▸ Entries supplied
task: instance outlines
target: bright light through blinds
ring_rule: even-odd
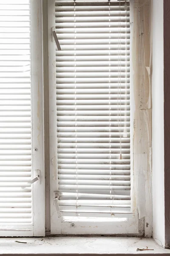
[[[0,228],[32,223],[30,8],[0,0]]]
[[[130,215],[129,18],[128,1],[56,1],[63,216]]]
* * *
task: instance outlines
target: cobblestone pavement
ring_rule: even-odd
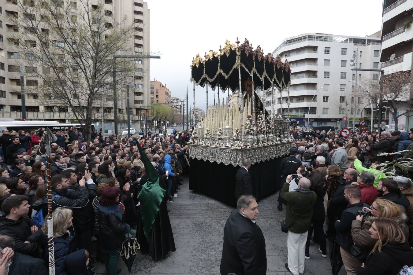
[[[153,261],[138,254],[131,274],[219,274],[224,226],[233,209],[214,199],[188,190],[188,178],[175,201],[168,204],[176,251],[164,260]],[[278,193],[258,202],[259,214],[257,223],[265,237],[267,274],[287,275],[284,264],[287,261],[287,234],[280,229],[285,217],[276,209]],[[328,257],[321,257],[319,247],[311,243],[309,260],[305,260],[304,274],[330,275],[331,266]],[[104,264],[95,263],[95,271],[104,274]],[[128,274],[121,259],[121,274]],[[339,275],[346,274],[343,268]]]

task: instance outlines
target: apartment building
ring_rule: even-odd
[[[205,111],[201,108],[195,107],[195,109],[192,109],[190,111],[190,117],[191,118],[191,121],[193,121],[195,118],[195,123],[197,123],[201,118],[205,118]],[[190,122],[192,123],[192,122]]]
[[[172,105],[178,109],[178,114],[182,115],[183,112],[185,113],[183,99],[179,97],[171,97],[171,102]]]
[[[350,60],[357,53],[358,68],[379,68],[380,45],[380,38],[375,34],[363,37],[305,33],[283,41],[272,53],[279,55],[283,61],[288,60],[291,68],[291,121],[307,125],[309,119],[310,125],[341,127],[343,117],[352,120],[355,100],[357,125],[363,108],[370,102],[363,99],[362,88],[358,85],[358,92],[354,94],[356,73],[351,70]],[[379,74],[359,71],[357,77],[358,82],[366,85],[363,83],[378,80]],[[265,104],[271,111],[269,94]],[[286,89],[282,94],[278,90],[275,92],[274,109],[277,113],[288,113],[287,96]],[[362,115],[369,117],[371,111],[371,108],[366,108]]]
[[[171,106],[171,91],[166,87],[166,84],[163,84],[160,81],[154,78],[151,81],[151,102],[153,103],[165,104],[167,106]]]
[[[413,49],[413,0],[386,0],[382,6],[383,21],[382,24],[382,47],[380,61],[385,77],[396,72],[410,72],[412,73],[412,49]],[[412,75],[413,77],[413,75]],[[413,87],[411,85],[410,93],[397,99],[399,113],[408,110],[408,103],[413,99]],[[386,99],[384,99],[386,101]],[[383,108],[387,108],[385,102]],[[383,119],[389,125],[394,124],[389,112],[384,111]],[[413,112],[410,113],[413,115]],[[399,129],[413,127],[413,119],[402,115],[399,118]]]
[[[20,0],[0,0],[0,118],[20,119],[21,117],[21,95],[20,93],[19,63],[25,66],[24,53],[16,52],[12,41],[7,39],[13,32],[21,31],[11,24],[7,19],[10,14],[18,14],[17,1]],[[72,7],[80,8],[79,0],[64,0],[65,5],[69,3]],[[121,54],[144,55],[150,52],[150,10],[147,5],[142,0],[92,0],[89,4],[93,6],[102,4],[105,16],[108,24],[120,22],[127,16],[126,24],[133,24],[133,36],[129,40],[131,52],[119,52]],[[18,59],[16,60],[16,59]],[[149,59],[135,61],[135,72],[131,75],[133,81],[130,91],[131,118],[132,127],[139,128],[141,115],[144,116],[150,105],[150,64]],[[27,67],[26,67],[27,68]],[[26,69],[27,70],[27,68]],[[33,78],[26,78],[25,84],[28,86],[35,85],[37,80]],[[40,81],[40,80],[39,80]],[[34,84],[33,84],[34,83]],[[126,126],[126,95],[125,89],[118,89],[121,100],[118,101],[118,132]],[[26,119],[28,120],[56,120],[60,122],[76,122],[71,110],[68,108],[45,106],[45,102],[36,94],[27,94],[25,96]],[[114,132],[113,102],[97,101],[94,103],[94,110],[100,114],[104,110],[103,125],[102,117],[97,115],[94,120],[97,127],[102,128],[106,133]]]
==
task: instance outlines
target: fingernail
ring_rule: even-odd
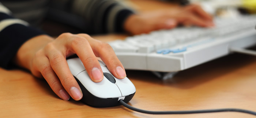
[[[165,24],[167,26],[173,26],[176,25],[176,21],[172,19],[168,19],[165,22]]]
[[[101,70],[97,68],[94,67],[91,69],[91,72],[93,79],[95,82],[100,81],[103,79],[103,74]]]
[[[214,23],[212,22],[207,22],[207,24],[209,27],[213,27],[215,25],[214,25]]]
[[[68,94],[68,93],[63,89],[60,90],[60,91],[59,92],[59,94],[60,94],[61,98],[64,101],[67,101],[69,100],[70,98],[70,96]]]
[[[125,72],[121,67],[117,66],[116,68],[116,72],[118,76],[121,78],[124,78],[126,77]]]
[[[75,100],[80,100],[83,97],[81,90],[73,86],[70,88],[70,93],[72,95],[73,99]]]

▸ Exercise
Report every line of the material above that contains the string "target", treating uppercase and lowercase letters as distinct.

▸ Final result
target: bright light through blinds
target: cobblestone pavement
target: apartment building
target: fingernail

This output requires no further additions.